◆ **Lesetext**:

154, Teil IV: Falsche Rolle

154, Teil IV: Falsche Rolle

Azoren, Juni 2012.

Ich wurde häufiger angemotzt. Weil ich zu lange unter der Dusche stand (es wurde mit einer Gaskartusche geheizt und daher rationiert, aber wie soll man denn das Shampoo aus dem damals über Po langen Haar kriegen?); weil ich eine Ecke vegan belegter Pizza vom Lieferservice wünschte; weil ich zu oft einen über den Durst trank (einmal erwischte ich derart viel von einem anläßlich des Pfingstfestes selbst gebrannten Klaren der Inselbewohner, daß ich mit einem Blackout auf der Bordsteinkante kauernd verblieb und von den Jungs heimgeschleift werden mußte, wo ich vollständig angezogen inklusive Wanderstiefeln im Bett einschlief – typisch, Laurachen, da hat man schon als brave, schüchterne Maus einen alkoholbedingten Blackout und pennt trotzdem allein und in gesamter Trekkingmontur, obwohl es an attraktiven Schnuckeln nicht mangelt, meine Güte). Angemotzt, weil ich langweiliges Gestein und massenhaft vorkommende Farnwedel fotografierte und immer wieder die blauvioletten Prachtwinden mit ihren silbrigen Seidentropfen, anstatt mir spannende Motive zu suchen. Angemotzt von einem Verehrer, den gab es nämlich auch, Shakespeare, sage ich nur.

◆ **Lokalisierungsdaten mit einem Punkt pro Instanz**:

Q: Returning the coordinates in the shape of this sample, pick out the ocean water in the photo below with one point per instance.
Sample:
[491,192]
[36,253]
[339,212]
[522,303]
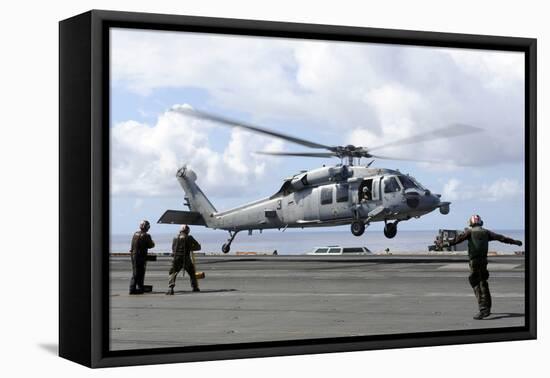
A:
[300,242]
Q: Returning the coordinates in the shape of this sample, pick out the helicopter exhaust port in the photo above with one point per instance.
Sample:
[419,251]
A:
[390,229]
[357,228]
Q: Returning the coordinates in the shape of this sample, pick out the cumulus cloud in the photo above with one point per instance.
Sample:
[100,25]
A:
[369,94]
[499,190]
[145,157]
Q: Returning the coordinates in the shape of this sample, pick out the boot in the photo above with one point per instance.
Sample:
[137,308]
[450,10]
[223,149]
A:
[480,302]
[485,301]
[482,314]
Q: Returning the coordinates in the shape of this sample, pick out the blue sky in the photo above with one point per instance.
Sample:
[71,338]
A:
[330,92]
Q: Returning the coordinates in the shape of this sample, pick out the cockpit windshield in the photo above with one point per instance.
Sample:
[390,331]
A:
[409,183]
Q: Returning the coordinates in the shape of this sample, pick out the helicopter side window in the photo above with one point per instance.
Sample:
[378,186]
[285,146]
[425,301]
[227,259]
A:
[407,182]
[326,196]
[391,185]
[342,193]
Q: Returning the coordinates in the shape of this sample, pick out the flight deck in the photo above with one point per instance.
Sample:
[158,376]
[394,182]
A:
[268,298]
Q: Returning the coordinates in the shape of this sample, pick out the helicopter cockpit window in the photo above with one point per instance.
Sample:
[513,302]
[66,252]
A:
[407,182]
[342,193]
[391,185]
[326,196]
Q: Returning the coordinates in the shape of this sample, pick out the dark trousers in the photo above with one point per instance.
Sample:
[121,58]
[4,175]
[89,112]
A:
[478,278]
[138,273]
[182,262]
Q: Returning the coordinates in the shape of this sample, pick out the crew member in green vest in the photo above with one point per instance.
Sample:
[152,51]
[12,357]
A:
[478,246]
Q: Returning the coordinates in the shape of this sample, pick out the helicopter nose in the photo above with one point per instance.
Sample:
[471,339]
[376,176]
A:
[430,201]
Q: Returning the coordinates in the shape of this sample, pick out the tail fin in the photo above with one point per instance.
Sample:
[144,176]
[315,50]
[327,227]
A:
[197,200]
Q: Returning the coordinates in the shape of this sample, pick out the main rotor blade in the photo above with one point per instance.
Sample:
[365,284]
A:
[234,123]
[305,154]
[441,162]
[443,133]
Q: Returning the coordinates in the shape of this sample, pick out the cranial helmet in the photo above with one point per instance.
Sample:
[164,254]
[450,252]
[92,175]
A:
[475,220]
[144,225]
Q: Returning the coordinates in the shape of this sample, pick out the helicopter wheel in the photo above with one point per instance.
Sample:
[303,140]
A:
[226,248]
[357,228]
[390,230]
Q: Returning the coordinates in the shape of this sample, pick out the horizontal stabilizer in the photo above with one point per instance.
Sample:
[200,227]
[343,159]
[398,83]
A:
[182,217]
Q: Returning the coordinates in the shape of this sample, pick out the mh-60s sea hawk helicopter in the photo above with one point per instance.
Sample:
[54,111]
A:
[323,197]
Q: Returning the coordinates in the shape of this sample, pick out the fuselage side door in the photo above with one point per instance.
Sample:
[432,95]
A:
[326,202]
[311,203]
[391,192]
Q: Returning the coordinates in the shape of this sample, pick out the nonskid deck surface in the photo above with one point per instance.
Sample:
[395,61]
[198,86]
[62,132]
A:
[267,298]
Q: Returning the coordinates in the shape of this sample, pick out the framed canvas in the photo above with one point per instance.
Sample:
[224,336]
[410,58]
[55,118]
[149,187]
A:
[234,188]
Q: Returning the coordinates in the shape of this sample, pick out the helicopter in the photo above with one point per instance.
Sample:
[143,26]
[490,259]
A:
[344,194]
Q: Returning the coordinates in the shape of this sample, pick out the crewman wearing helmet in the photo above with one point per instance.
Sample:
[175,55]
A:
[183,246]
[141,242]
[478,246]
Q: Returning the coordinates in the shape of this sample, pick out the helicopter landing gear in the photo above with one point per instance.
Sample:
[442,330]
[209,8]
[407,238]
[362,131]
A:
[357,228]
[390,229]
[226,247]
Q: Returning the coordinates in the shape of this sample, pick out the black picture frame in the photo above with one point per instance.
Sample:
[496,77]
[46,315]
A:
[84,187]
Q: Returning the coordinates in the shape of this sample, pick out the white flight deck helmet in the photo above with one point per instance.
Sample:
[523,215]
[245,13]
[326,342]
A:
[144,225]
[475,220]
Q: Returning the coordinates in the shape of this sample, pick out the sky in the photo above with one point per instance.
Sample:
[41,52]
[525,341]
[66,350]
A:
[334,93]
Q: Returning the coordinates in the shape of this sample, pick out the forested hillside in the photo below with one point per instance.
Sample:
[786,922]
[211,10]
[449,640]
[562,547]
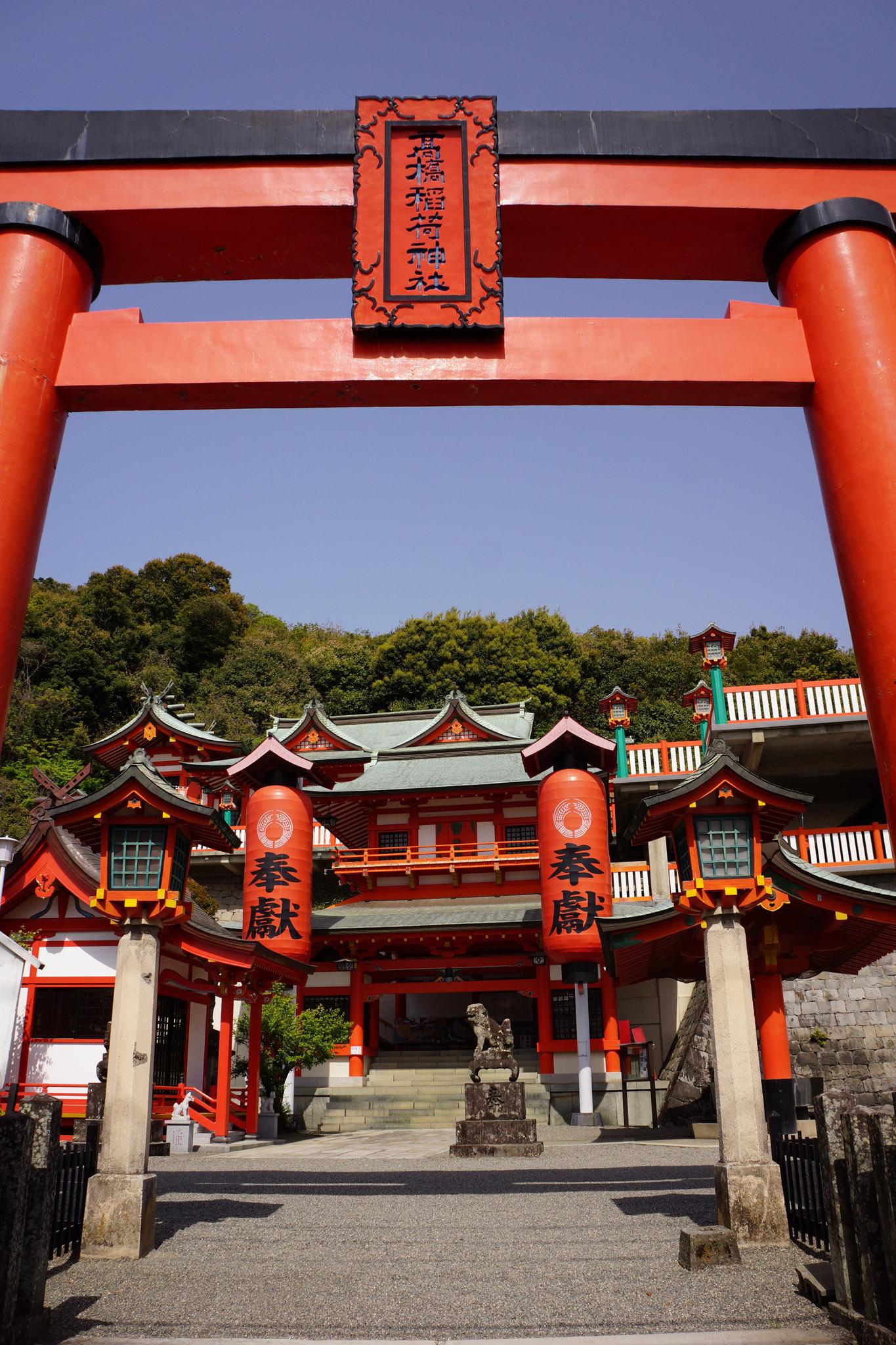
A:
[86,650]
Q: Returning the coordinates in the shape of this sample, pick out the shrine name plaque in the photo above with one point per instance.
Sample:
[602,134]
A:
[427,234]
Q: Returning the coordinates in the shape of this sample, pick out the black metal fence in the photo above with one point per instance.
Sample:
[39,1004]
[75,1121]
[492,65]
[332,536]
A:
[801,1179]
[77,1165]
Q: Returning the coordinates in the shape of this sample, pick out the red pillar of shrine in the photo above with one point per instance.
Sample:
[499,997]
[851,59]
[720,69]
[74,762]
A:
[224,1048]
[774,1048]
[49,268]
[612,1061]
[545,1019]
[356,1015]
[375,1026]
[836,264]
[253,1076]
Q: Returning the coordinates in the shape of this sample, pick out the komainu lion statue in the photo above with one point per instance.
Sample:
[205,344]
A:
[494,1044]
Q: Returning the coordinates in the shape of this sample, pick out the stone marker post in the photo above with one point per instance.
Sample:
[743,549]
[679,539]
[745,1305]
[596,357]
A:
[46,1114]
[120,1216]
[748,1193]
[16,1137]
[834,1183]
[872,1264]
[882,1133]
[658,861]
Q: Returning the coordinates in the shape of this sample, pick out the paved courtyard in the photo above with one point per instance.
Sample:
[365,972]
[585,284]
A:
[385,1235]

◆ **Deine Aufgabe**:
Schreib den Lesetext über den Juni 2012 auf den Azoren im Anschluss an seinen letzten Satz weiter. Die Daten spielen hierfür keine Rolle.

◆ **Deine Antwort**:
Herbert war ein Bär von Mann, riesiggroß und etwas pummelig, bereits am Münchner Flughafen waren wir aufeinandergetroffen, gemeinsam den Verspätungswahn der TAP meisternd, der uns insgesamt zwei volle Reisetage kosten sollte (vgl. Beitrag 7). So wunderte ich mich zunächst nicht, daß er sich meist in meiner Nähe aufhielt. Wir teilten die Neugier an Pflanzengewächsen, und als ich herausfand, er würde unterwegs seinen Grburtstag feiern, organisierte ich als Gruppengeschenk ein Fachbuch über die Botanik der Azoren (dessen Autor der Sohn eines späteren Reisebekannten war, mit dem ich 2015 Soqotra erkunden sollte, welch ein Zufall!). Zu zweit jedenfalls flanierten wir durch das verschlafene Örtchen, weiter zu den Weinbergen, deren jahrhundertealtes Bestellungssystem dem UNESCO Kulturerbe angehört, unterwegs in winzige Vorgärten spähend, hübsch gestaltet mit blühenden Exoten. Viele Häuser standen in Ruinen, Fenster waren zersprungen, die Gemäuer brüchig, Fassadenfarbe blätterte in mehreren Schichten ab, Sträucher und Ranken hatten sich des dachlosen Inneren bemächtigt, zu uns herüberkragend. Rustikale Boote lagen verstreut, ob sie je wieder auf Fischfang gehen würden? Manchmal blieb nichts von ihnen übrig als ein Plankengerippe.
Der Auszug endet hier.